Aim of the exercise: In this exercise, the entries below include pictures. Repeat exactly the lines from the line with "Where can you spot the faded" to the line with "Where can you spot the wall", including both, but without the pictures.

Entries provided:
-*-

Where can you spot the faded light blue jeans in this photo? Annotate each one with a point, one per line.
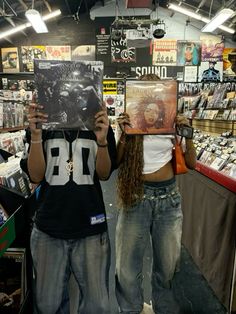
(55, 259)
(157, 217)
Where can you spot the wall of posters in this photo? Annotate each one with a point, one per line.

-*-

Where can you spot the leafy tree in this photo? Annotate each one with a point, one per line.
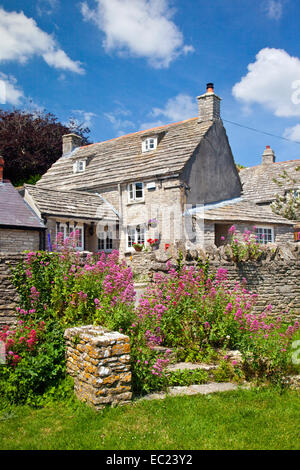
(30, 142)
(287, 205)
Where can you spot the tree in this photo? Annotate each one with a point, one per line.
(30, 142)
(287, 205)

-*-

Solution to the problem:
Where can you spot the faded light blue jeans in this photo? Annotate each one with a point, one per line.
(55, 259)
(157, 217)
Where can you spot the wall of posters in this photo? Annotate each one with a point, one per line.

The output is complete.